- _Exercise_
Translate this sentence from the article on representing yourself in court into Spanish: "Even if your hearing is via video call, you want to make sure that you are dressed as professionally as possible."

5 Tips For Representing Yourself In Court
Monique Bolsajian Graduate of the University of California, Santa Barbara
Gerd Altmann from Pixabay
Many people choose to represent themselves in court hearings, mostly because they believe they can’t afford to hire an attorney.
For the record, we don't think that's true. People who have lawyers in court statistically have better outcomes. Our prices start at just $249.
In criminal cases, for example, public defenders are appointed to defendants free of charge, and defendants should take advantage of that resource if they can’t afford to hire their own attorney.
If your case isn’t in criminal court, you might still want to consult with an attorney to get a better idea of whether or not you feel comfortable representing yourself.
If you do decide to represent yourself in court, here are some important tips to keep in mind leading up to your court date.
1. Make sure the judge sees you in the best professional light.
Even if your hearing is via video call, you want to make sure that you are dressed as professionally as possible.

- _Data block_
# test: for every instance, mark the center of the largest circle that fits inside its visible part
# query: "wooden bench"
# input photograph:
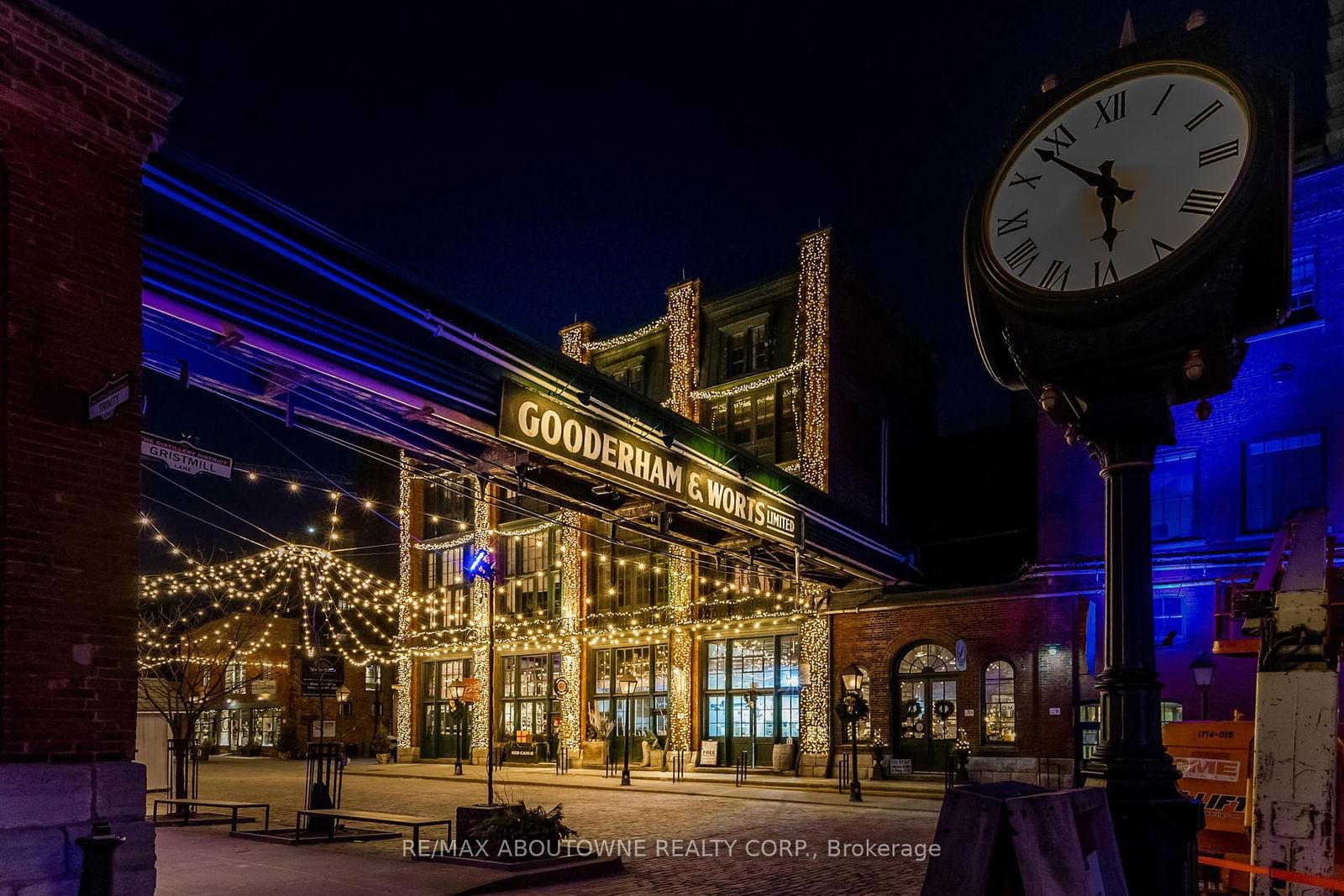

- _Result of the exercise_
Incluso si su audiencia es por videollamada, querrá asegurarse de que su vestimenta sea lo más profesional posible.